§ Task objective:
Below is the data. Give it again, complete and exact.

(Available data begins)

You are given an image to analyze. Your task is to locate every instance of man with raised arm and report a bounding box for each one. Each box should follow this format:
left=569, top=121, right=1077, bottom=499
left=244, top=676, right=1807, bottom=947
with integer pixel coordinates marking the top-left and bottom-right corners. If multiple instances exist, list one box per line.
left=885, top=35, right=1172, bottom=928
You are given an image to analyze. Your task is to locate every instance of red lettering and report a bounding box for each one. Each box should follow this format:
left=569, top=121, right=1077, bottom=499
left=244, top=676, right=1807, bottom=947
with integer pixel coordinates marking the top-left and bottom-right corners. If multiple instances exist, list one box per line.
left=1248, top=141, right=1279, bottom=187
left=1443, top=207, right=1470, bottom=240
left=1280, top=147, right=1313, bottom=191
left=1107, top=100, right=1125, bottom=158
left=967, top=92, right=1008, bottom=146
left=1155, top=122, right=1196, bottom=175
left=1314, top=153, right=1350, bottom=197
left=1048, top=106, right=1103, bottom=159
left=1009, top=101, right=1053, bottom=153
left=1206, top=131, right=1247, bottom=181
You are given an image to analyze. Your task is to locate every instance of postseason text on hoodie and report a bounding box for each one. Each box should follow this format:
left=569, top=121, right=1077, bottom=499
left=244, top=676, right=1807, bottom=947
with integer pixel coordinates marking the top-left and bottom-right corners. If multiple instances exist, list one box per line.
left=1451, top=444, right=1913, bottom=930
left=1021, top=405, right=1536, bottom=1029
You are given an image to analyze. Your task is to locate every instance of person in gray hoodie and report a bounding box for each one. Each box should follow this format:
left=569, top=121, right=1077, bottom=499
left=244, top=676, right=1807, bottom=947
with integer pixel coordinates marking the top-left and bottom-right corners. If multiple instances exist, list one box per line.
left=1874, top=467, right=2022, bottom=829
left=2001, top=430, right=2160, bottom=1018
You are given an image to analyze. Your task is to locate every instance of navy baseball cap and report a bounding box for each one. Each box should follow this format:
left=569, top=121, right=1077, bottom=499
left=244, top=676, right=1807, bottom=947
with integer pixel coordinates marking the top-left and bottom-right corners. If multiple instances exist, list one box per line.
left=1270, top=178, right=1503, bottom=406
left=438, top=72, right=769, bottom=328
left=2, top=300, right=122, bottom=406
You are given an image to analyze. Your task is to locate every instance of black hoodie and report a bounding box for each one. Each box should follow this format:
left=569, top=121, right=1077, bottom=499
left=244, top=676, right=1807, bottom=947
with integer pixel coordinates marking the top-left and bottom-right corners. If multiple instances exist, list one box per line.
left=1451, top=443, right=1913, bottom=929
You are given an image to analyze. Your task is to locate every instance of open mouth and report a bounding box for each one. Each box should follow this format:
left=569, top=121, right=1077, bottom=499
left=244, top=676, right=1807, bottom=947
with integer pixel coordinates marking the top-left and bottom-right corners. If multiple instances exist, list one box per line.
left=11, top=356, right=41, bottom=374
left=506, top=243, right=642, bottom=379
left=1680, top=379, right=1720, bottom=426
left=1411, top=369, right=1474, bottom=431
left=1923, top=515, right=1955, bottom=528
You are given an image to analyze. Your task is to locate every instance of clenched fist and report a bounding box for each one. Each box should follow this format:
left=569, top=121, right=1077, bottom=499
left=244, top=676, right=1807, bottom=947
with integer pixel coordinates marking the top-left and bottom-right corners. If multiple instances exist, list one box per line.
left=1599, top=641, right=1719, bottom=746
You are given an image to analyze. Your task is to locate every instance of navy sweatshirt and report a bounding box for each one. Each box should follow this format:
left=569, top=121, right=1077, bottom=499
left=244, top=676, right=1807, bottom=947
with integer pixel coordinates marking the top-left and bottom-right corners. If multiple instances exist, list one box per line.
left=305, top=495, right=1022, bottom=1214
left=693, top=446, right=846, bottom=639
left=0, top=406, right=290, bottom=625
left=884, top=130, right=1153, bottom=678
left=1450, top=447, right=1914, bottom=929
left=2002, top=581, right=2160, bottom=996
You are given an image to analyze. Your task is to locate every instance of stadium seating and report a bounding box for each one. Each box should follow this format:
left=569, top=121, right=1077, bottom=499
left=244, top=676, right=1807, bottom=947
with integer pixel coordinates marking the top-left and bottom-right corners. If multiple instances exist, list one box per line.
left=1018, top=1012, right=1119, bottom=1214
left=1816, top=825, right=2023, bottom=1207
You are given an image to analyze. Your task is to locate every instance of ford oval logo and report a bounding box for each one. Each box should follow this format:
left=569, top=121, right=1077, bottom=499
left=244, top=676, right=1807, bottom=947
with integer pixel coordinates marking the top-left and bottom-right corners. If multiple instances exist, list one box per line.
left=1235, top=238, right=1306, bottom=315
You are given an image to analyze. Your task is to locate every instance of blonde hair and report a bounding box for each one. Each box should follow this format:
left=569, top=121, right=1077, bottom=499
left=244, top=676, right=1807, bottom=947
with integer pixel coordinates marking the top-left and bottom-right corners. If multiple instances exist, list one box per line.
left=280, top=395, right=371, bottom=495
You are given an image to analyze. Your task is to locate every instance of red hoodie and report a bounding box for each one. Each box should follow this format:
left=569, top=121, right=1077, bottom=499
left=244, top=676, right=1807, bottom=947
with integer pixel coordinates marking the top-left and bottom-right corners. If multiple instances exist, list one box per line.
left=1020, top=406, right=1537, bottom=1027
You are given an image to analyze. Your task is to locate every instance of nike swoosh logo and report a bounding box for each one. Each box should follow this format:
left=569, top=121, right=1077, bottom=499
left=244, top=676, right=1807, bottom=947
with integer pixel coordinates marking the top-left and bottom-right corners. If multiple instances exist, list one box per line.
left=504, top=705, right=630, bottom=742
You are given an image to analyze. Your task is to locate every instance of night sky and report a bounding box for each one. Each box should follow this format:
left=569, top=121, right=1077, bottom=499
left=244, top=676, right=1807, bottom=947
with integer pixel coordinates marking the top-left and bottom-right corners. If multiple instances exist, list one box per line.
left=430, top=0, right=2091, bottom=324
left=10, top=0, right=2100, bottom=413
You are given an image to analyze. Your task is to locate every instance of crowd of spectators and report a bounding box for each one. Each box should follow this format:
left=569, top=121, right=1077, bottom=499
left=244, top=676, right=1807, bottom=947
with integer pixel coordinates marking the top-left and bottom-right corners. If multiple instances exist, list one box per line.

(Available data ends)

§ Your solution:
You are given an image to analyze. Your task is to locate every instance of man with raised arm and report a bounding box for each one. Each box should follow this format:
left=569, top=121, right=1077, bottom=499
left=244, top=676, right=1807, bottom=947
with integer pixel coordinates marking the top-left and bottom-right corners. If multiple instances exist, list one box per line.
left=885, top=35, right=1172, bottom=928
You are given an image to analyze. Your task is to locate every instance of red lettering and report a bounding box for each one. Each box should follow this format:
left=569, top=121, right=1077, bottom=499
left=244, top=676, right=1807, bottom=947
with integer pixel coordinates marking the top-left and bottom-right corners. If multiple instances exist, list one box per line.
left=1248, top=141, right=1279, bottom=187
left=1443, top=207, right=1470, bottom=240
left=1280, top=147, right=1313, bottom=191
left=1107, top=100, right=1125, bottom=158
left=967, top=92, right=1008, bottom=146
left=1155, top=122, right=1196, bottom=175
left=1314, top=153, right=1350, bottom=197
left=1048, top=106, right=1103, bottom=159
left=1009, top=101, right=1053, bottom=153
left=1206, top=131, right=1247, bottom=181
You are given an image to analyze. Your task is to locate every instance of postseason text on hoodie and report a bounding box for each one. Each box should follow this format:
left=569, top=121, right=1077, bottom=499
left=244, top=676, right=1807, bottom=947
with integer pixel coordinates marking the top-left and bottom-right corners. If multiple instances exist, list one box per line.
left=1451, top=444, right=1913, bottom=930
left=1021, top=405, right=1536, bottom=1029
You are given an image to analyze. Your task is to locate every instance of person in gray hoodie and report a bounding box for each one. Each box should follow this format:
left=569, top=121, right=1077, bottom=499
left=244, top=676, right=1807, bottom=947
with integer pixel coordinates marking the top-left and bottom-right corners. If multiple instances exist, list one box per line.
left=1874, top=467, right=2022, bottom=829
left=2001, top=430, right=2160, bottom=1018
You are given an image to analyze. Your task is to locate every instance of navy baseball cap and report a bounding box for each one. Each box should follow this format:
left=569, top=121, right=1077, bottom=499
left=244, top=676, right=1807, bottom=947
with integer pixel coordinates marking the top-left and bottom-right corners. If multiple instances exist, list one box per line.
left=1270, top=178, right=1503, bottom=406
left=438, top=72, right=769, bottom=328
left=2, top=300, right=122, bottom=406
You are given an image to analyze. Your task is to locate every instance of black hoodie and report a bounding box for each one. Each box should follow this format:
left=569, top=121, right=1077, bottom=499
left=244, top=676, right=1807, bottom=947
with integer pixel coordinates marking the top-left and bottom-right corners. If multiple instances exist, list one box per line.
left=1451, top=443, right=1913, bottom=929
You are given an image to analyze. Your task is to locate every instance of open mouth and report a bounding box for each one. Each box should follow this format:
left=569, top=121, right=1077, bottom=499
left=244, top=676, right=1807, bottom=947
with integer pixel coordinates marking the top-left and bottom-right corners. If multiple instances exist, list one box per line.
left=11, top=356, right=41, bottom=374
left=506, top=243, right=642, bottom=379
left=1680, top=379, right=1720, bottom=426
left=1411, top=369, right=1474, bottom=431
left=1923, top=515, right=1955, bottom=528
You are given an image to analyze. Your task is to locate every instance of clenched fist and report a bounding box for each one. Each box should follow this format:
left=569, top=121, right=1077, bottom=499
left=244, top=676, right=1807, bottom=947
with integer pixel coordinates marking the top-left and bottom-right corners. If multiple instances exist, list one box per line.
left=1599, top=641, right=1719, bottom=746
You are given an image to analyze. Your task is to locate every instance of navy sweatshirt and report a bounding box for each one. Each box should follow this format:
left=569, top=121, right=1077, bottom=499
left=244, top=676, right=1807, bottom=947
with integer pixel coordinates marking the top-left and bottom-right corners. If multiple instances exist, list one box per line.
left=305, top=495, right=1022, bottom=1214
left=693, top=446, right=846, bottom=639
left=0, top=406, right=290, bottom=625
left=884, top=130, right=1153, bottom=678
left=1450, top=447, right=1914, bottom=929
left=2002, top=581, right=2160, bottom=996
You are given an image to analyze. Your task is to locate every instance of stadium seating and report a bounding box for each one. Each box should follow this format:
left=569, top=121, right=1077, bottom=499
left=244, top=676, right=1807, bottom=947
with integer pixel coordinates marking the top-left and bottom-right corners. If multiple instances exist, list one box per line.
left=1018, top=1012, right=1119, bottom=1214
left=1816, top=825, right=2023, bottom=1207
You are given an image to analyze. Your task is to locate every instance of ford oval logo and report a bounding box for each one. Each box should follow this format:
left=569, top=121, right=1077, bottom=499
left=244, top=676, right=1807, bottom=947
with integer pixel coordinates marking the top-left and bottom-right corners. If multiple instances exist, list one box per line.
left=1235, top=238, right=1306, bottom=315
You are given an image to analyze. Your task is to locate every instance of blonde hair and report a bounding box for each one. Each box should follow this format:
left=569, top=121, right=1077, bottom=499
left=244, top=676, right=1807, bottom=947
with integer pixel coordinates marking the top-left and bottom-right corners. If multiple instances exist, list one box per line.
left=280, top=395, right=371, bottom=495
You are given an image to analyze. Your task is to locate every instance of red hoodie and report a bounding box for each one. Each box should follow this format:
left=569, top=121, right=1077, bottom=499
left=244, top=676, right=1807, bottom=947
with integer pixel coordinates marking the top-left and bottom-right corners. If multiple instances exist, list one box per line.
left=1020, top=406, right=1537, bottom=1027
You are given an image to analyze. Your task is to locate every instance of nike swoosh logo and report a bounding box for each one. Each box should follow this format:
left=569, top=121, right=1077, bottom=499
left=244, top=676, right=1807, bottom=947
with integer pixel coordinates marking the top-left and bottom-right corners. If multiple instances exist, list one box per line.
left=504, top=705, right=630, bottom=742
You are given an image to analyze. Your task is to locate every instance of night sky and report a bounding box for each one. Each box should follow this format:
left=569, top=121, right=1077, bottom=499
left=244, top=676, right=1807, bottom=947
with integer pixel coordinates marking the top-left and bottom-right corners. If multiple instances exist, list one box per line.
left=430, top=0, right=2091, bottom=324
left=10, top=0, right=2100, bottom=413
You are given an image to analyze. Your task is to locate every instance of crowd of spectators and report a bounding box for each one. Each box should follow this format:
left=569, top=121, right=1077, bottom=499
left=244, top=676, right=1807, bottom=947
with integer pixel coordinates marking the top-left and bottom-right corners. If multiple instances exist, list one box per line.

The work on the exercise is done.